- Born: Eli Malvina Heil 1929 Palhoça, Santa Catarina State, Brazil
- Died: 10 September 2017 (aged 87–88) Florianópolis, Brazil
- Occupations: Painter, sculptor, ceramicist, tapestry maker, and poet
- Known for: Her unique style, often referred to as naïve or primitive art.

= Eli Heil =

Brazilian artist

Eli Heil (1929–2017) was a Brazilian painter, sculptor, ceramicist, tapestry maker, and poet. She exhibited on numerous occasions in Brazil and abroad.

==Early life==
Eli Malvina Heil was born in 1929 in Palhoça in Santa Catarina State in Brazil. She spent her childhood and youth in the neighbouring municipality of Santo Amaro da Imperatriz, becoming a physical education teacher. She eventually moved to Florianópolis, where she taught physical education at a college, before dedicating herself fully to artistic activity from 1962.

==Artistic work==
Heil was self-taught. Her work followed a unique style and galleries always found difficulty in classifying her, variously using "art brut", "naïve art", "primitive art", "innate art" or, even "unusual art". Initially, she drew animals and painted landscapes of hills with houses based on the urban landscape of Florianópolis, using thick layers of paint and saturated colours. In 1962, she held her first solo exhibition, in Florianópolis. She then began to develop three-dimensional objects, applying rag dolls to the surface of a canvas and creating imaginary beings with different materials, such as ceramics, cement, wood, mortar and melted plastics, resulting in hybrid beings composed of human, animal and mythological characters. She had a show at the Museum of Contemporary Art of the University of São Paulo (MAC-USP) in 1966. Two years later, she started to exhibit in Europe. She participated in the First Latin American Biennial of São Paulo, in 1978, and in the 16th International Biennial of São Paulo in 1981. The Santa Catarina Art Museum (MASC) held a retrospective exhibition of her work in 1982.

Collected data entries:
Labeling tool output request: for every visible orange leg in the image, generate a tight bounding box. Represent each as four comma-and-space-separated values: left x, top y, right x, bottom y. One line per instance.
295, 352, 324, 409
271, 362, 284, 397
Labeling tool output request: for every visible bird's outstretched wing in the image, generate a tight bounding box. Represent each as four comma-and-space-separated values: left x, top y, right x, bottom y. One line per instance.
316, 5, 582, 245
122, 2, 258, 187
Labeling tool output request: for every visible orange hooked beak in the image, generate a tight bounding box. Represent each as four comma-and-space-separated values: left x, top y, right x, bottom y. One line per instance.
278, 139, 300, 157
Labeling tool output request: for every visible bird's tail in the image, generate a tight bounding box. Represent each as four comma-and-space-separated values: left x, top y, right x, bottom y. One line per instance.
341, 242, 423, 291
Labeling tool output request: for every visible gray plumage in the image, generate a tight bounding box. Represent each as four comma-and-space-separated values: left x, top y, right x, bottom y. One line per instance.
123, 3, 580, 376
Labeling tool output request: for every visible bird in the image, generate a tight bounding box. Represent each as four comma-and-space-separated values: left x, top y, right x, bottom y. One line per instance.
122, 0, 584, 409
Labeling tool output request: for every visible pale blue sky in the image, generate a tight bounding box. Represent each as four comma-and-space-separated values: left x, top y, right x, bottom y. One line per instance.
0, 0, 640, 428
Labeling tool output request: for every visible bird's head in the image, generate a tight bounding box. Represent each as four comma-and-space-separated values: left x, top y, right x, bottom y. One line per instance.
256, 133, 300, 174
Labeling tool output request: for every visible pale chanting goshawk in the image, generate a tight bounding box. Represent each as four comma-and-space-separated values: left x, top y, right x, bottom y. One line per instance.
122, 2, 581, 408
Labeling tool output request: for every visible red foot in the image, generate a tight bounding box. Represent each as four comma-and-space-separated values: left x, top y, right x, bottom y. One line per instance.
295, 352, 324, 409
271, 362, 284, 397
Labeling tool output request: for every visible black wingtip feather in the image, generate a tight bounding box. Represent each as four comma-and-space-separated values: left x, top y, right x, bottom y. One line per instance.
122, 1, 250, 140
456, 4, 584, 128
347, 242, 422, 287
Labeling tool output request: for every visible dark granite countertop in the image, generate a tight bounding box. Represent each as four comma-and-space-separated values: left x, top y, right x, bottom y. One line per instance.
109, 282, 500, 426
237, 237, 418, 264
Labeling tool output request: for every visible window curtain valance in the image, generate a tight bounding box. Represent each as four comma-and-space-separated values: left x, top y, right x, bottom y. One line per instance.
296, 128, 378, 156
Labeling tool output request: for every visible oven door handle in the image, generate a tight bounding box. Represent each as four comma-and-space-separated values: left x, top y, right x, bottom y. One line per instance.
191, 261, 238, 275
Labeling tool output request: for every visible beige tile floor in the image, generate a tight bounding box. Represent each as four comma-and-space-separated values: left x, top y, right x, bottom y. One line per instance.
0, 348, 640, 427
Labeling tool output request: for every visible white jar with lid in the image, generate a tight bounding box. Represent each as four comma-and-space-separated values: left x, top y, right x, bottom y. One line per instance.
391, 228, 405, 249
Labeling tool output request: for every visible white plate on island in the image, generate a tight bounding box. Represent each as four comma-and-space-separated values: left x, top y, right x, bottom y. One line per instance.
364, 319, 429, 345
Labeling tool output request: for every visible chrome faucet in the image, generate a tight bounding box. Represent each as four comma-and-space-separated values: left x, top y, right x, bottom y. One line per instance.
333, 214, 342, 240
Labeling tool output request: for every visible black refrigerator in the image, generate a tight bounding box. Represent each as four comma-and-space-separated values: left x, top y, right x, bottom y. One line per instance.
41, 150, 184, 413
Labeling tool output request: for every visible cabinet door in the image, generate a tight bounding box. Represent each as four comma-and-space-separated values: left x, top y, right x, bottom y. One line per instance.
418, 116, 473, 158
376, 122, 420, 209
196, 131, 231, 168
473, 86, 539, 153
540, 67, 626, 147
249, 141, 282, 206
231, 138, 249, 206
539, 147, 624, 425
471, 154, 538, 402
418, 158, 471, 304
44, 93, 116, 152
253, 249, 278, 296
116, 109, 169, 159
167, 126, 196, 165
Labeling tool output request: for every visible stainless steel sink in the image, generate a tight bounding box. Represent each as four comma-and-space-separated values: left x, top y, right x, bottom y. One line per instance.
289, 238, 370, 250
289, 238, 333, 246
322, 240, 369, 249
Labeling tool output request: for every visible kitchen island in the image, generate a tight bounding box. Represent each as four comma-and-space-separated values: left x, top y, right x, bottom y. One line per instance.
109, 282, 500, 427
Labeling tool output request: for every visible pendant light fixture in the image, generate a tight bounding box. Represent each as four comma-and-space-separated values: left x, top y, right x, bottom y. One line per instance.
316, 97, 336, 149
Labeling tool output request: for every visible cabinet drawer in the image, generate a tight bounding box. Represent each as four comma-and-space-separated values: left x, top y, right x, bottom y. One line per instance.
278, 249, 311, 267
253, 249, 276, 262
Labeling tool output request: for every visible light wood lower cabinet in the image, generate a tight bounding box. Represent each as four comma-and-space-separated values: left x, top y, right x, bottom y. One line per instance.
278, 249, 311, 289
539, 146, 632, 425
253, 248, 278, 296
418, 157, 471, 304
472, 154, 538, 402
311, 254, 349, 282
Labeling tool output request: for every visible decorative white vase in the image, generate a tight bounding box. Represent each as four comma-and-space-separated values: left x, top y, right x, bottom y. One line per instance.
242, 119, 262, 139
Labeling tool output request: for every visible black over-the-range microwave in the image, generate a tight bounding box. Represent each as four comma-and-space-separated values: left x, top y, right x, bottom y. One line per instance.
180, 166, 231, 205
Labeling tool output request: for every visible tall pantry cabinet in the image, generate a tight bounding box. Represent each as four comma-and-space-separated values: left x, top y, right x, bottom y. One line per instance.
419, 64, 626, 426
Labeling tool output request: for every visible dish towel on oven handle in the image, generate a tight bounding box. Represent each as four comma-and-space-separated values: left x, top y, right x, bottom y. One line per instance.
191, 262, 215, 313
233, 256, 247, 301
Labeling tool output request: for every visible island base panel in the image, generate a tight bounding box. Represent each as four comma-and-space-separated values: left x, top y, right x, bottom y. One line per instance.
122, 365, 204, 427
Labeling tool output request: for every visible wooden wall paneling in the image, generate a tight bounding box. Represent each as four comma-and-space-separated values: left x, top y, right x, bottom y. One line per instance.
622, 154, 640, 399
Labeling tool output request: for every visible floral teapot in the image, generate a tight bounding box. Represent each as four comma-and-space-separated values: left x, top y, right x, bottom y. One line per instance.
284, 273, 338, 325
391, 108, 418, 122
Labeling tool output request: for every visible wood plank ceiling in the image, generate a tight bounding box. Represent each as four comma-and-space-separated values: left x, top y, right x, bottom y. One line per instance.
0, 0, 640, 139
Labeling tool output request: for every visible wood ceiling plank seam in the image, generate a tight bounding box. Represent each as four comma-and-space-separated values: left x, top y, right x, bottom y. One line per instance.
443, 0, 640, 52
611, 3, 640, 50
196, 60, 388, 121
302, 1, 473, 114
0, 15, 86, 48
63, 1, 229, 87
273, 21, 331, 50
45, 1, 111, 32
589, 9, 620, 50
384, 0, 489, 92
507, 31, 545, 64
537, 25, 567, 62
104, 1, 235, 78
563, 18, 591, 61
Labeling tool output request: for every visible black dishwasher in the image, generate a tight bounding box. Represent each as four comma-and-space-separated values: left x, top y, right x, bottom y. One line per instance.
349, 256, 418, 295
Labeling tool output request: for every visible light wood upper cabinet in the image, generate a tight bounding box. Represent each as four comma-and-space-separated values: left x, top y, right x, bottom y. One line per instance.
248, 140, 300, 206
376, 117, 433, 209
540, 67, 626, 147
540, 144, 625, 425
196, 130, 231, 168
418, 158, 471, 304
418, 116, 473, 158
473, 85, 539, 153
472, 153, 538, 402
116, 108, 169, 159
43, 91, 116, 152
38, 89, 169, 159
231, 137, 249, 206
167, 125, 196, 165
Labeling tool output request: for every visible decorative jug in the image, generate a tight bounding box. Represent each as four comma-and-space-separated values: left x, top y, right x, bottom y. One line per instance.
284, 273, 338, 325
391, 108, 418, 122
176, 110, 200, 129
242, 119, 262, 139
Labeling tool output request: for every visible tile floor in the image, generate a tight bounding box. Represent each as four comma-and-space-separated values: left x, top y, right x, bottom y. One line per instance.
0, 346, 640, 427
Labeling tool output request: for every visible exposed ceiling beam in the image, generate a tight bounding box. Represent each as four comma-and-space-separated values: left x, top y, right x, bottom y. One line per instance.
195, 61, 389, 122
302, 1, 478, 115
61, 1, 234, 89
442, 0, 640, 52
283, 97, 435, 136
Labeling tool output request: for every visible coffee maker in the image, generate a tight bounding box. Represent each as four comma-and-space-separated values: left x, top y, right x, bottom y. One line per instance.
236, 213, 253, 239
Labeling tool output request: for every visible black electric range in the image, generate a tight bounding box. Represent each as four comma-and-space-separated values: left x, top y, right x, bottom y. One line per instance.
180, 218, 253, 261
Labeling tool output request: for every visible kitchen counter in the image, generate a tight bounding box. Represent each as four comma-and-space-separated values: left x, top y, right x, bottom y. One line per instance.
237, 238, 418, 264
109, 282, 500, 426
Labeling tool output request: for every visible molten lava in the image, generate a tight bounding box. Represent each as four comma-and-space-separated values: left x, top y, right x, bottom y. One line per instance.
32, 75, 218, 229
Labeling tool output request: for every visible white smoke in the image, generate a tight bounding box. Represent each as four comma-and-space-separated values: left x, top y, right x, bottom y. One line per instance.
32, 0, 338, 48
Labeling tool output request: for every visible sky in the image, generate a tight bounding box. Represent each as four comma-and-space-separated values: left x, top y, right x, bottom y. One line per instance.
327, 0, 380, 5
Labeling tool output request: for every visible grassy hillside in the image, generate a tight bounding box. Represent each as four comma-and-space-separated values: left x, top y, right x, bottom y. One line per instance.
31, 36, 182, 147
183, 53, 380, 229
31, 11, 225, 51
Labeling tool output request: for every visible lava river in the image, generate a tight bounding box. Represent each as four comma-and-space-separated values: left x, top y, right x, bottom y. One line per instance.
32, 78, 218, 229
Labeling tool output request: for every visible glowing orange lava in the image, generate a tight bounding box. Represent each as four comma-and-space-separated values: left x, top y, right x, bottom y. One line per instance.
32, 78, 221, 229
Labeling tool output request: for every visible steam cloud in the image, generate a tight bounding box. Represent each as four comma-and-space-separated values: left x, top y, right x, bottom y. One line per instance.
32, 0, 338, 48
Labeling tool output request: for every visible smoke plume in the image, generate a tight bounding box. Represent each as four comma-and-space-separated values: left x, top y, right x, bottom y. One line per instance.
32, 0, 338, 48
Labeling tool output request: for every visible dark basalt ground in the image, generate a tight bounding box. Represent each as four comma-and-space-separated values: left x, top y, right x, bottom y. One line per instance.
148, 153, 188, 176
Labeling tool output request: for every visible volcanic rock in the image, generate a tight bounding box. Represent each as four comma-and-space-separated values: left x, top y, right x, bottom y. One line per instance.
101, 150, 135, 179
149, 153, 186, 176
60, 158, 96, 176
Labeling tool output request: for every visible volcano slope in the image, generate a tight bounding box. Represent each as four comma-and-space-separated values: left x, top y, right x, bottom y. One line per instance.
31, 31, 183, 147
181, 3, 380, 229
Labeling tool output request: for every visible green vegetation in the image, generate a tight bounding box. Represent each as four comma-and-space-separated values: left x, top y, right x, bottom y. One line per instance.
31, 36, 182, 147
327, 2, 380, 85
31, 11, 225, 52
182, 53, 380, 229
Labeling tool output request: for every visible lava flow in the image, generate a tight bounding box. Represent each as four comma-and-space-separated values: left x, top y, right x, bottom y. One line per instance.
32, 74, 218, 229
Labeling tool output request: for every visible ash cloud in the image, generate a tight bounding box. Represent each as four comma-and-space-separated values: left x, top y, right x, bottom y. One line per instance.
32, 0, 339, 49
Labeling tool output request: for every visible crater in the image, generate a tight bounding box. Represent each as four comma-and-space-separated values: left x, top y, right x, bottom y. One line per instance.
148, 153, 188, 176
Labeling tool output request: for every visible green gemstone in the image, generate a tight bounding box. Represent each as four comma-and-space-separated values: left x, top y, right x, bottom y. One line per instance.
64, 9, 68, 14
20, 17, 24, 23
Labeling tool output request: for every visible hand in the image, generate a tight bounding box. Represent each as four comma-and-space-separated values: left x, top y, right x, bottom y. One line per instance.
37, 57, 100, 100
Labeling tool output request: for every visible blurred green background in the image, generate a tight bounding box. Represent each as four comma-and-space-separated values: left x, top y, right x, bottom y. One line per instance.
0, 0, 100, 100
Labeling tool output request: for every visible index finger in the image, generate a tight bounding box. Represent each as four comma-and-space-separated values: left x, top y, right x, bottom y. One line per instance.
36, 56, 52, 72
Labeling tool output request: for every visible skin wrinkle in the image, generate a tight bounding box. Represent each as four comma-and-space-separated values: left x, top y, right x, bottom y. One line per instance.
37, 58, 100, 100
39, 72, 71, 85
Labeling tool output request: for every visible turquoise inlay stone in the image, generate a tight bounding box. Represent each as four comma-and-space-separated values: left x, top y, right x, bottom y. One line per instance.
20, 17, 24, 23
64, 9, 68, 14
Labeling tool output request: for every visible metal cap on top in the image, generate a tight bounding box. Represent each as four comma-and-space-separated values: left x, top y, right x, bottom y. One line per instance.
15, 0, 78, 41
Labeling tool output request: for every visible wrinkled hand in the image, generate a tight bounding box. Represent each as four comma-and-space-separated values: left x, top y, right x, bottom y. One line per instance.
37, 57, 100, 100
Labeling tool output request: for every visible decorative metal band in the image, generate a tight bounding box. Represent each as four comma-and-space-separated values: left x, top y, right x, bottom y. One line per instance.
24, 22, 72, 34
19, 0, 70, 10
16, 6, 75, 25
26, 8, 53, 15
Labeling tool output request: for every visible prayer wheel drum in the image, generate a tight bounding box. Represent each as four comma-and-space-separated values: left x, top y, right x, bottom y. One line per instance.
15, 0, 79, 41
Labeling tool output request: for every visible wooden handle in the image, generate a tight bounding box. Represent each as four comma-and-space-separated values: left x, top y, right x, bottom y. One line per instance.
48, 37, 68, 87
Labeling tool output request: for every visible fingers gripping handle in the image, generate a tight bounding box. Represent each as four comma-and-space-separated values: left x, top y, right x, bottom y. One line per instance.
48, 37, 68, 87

* **Problems**
1) In the collected data entries, rewrite the part that opens with the line containing "Labeling tool output request: for every visible tile" and closes with the line containing "0, 346, 640, 427", changing "tile floor" to "wooden floor" and leaving everything else the same.
2) Carry the biography of Eli Heil forward from its last sentence.

* **Outputs for the tasks**
1)
Labeling tool output request: for every visible wooden floor in the image, generate a tight bounding box. Represent each as four comma-and-space-separated values: left x, top y, right x, bottom y. One line per instance.
0, 346, 640, 427

2)
==O Mundo Ovo==
In 1987, she created O Mundo Ovo (The Egg World) in Florianópolis where she set up her studio and a space for the permanent exhibition of her art, bringing together a collection of over 3000 works. Many of her sculptures are displayed in the museum's garden. These included totems called Adam and Eve, polychrome sculptures over three metres high, which stood at the entrance to the museum. However, they had to be removed in 1990 as a result of road widening. Heil then buried them in a "cemetery" in the garden. In 1994, her O Mundo Ovo Foundation officially opened. It also has an archive of books, catalogues, printed matter and other documents associated with Heil.

==Death==
Heil died in Florianópolis from a heart attack on 10 September 2017. She had suffered from asthma for years and had had severe respiratory attacks.

==Solo exhibitions==
Heil's solo exhibitions were:
- 1962 - Florianópolis - Galeria Baú
- 1963 - Rio de Janeiro - Instituto Brasil-Estados Unidos (IBEU)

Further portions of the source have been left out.